[EXERCISE AIM]: Copy out the text on hybrid cryptosystems word for word, in full.

━━━ TEXT TO READ

= Hybrid cryptosystem =

Concept in cryptography

In cryptography, a hybrid cryptosystem is one which combines the convenience of a public-key cryptosystem with the efficiency of a symmetric-key cryptosystem. Public-key cryptosystems are convenient in that they do not require the sender and receiver to share a common secret in order to communicate securely. However, they often rely on complicated mathematical computations and are thus generally much more inefficient than comparable symmetric-key cryptosystems. In many applications, the high cost of encrypting long messages in a public-key cryptosystem can be prohibitive. This is addressed by hybrid systems by using a combination of both.

A hybrid cryptosystem can be constructed using any two separate cryptosystems:
- a key encapsulation mechanism, which is a public-key cryptosystem
- a data encapsulation scheme, which is a symmetric-key cryptosystem

The hybrid cryptosystem is itself a public-key system, whose public and private keys are the same as in the key encapsulation scheme.

Note that for very long messages the bulk of the work in encryption/decryption is done by the more efficient symmetric-key scheme, while the inefficient public-key scheme is used only to encrypt/decrypt a short key value.

━━━━━━
━━━ EXTRACTED INFORMATION

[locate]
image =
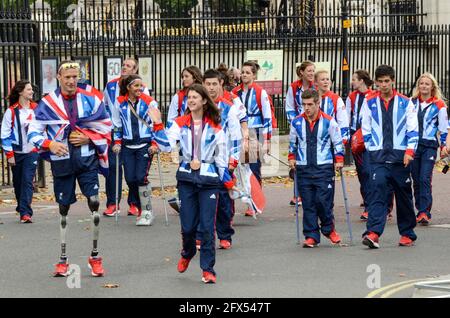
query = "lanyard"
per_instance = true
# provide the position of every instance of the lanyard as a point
(19, 126)
(71, 112)
(247, 99)
(196, 145)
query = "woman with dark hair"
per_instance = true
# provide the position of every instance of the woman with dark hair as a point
(202, 173)
(189, 75)
(178, 105)
(134, 136)
(22, 156)
(259, 111)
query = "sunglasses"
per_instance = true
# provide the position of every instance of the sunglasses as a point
(67, 66)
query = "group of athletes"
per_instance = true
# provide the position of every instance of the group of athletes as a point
(219, 119)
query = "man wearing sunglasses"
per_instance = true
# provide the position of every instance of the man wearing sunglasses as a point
(73, 129)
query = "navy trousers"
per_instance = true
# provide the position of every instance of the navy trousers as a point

━━━━━━

[SOLUTION TO THE PROBLEM]:
= Hybrid cryptosystem =

Concept in cryptography

In cryptography, a hybrid cryptosystem is one which combines the convenience of a public-key cryptosystem with the efficiency of a symmetric-key cryptosystem. Public-key cryptosystems are convenient in that they do not require the sender and receiver to share a common secret in order to communicate securely. However, they often rely on complicated mathematical computations and are thus generally much more inefficient than comparable symmetric-key cryptosystems. In many applications, the high cost of encrypting long messages in a public-key cryptosystem can be prohibitive. This is addressed by hybrid systems by using a combination of both.

A hybrid cryptosystem can be constructed using any two separate cryptosystems:
- a key encapsulation mechanism, which is a public-key cryptosystem
- a data encapsulation scheme, which is a symmetric-key cryptosystem

The hybrid cryptosystem is itself a public-key system, whose public and private keys are the same as in the key encapsulation scheme.

Note that for very long messages the bulk of the work in encryption/decryption is done by the more efficient symmetric-key scheme, while the inefficient public-key scheme is used only to encrypt/decrypt a short key value.